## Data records
+ + + + + + +

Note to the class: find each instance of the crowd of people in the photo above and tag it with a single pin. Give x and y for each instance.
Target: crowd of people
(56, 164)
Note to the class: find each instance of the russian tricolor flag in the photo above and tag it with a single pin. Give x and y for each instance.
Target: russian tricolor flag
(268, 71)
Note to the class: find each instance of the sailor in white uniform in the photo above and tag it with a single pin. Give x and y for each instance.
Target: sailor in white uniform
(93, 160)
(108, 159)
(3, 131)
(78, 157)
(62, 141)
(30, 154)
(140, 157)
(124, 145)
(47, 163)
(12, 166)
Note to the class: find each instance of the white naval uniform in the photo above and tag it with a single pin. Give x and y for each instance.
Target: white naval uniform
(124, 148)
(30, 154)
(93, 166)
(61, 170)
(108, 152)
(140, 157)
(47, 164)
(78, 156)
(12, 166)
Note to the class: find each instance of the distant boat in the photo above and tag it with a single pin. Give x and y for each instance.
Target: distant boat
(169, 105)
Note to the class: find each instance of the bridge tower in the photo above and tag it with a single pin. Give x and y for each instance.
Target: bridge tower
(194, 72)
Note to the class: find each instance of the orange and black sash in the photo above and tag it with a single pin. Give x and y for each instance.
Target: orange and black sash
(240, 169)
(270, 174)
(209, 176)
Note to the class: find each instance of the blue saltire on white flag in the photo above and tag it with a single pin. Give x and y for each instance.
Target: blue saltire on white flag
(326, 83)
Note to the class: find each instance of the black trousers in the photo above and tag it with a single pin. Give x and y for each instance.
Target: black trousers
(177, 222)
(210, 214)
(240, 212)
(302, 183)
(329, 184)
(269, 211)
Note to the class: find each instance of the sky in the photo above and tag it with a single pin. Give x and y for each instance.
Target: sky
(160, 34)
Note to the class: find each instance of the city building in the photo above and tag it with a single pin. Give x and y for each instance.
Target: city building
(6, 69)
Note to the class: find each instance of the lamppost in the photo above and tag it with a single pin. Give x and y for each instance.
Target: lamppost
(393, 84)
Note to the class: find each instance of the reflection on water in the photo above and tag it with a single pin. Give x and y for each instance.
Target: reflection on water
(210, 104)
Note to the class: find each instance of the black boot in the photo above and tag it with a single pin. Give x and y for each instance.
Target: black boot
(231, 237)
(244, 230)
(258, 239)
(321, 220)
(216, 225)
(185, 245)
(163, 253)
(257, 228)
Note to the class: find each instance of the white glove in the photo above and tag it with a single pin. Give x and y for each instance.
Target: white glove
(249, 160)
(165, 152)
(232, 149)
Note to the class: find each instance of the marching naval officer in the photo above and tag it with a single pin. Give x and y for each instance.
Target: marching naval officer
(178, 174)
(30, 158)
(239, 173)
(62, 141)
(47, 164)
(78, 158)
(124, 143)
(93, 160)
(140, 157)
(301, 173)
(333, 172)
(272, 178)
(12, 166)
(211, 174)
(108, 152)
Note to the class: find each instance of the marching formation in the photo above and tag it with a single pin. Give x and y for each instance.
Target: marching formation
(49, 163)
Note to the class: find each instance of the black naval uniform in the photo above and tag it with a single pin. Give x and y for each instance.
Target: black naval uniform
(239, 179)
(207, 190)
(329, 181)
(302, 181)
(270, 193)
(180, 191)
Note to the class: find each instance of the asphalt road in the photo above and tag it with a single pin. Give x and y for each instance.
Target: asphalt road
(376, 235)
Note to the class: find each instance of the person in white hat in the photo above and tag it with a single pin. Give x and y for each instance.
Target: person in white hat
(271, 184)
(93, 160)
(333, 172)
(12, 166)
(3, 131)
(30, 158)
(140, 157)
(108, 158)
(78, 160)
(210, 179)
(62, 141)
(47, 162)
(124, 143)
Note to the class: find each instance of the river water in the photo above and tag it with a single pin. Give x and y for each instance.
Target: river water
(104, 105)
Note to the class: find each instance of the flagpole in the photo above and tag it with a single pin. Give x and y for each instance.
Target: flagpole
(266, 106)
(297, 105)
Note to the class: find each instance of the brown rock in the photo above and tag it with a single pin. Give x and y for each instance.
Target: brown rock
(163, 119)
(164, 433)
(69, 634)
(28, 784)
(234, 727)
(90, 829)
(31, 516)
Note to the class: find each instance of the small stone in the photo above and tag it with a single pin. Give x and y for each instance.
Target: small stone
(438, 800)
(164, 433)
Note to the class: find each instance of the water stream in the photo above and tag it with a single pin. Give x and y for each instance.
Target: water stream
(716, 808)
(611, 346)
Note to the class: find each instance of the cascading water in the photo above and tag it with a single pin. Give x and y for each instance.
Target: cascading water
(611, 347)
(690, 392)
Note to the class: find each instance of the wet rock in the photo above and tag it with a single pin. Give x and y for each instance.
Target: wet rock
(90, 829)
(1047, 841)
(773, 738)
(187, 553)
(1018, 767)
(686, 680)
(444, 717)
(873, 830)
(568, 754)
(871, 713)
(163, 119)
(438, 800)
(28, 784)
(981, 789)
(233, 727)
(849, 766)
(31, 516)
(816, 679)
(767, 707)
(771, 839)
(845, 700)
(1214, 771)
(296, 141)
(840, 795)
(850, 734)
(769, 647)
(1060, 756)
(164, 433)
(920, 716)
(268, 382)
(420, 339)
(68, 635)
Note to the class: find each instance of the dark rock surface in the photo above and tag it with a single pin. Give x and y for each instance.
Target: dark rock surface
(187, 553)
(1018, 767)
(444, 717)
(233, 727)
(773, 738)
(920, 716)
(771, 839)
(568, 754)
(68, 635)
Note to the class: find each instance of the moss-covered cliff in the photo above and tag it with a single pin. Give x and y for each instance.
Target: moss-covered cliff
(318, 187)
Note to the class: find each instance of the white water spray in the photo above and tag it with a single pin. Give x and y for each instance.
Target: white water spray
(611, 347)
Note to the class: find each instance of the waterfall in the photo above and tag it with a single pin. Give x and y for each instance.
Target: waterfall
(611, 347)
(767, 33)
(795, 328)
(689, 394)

+ + + + + + +

Above are some records; copy exactly the lines from the one with "Target: flagpole" through the one with "Note to the class: find each instance of the wet", both included, and no others.

## Result of this task
Target: flagpole
(266, 106)
(297, 105)
Note to the class: find each instance of the brown rock in the photo above and tag it with a single pin. Give x and y for each instance.
Target: brown rock
(163, 119)
(164, 433)
(69, 634)
(28, 784)
(234, 727)
(90, 829)
(31, 516)
Note to the class: find each instance of the small stone in the photo above and tag it with a single pin. Give x and y for each instance.
Target: small stone
(438, 800)
(164, 433)
Note to the class: find each instance of the water stream in the photo above and tag it with a single pin. Give x and y for each instance.
Target: water stream
(716, 808)
(611, 346)
Note to the class: find each instance of the cascading water in the photo above and tag it with a single pin. Give x and y for each instance.
Target: cascading water
(611, 347)
(690, 392)
Note to the class: find each instance of the wet rock in the photo above and tag it with a single pin. Give x and y for each instance.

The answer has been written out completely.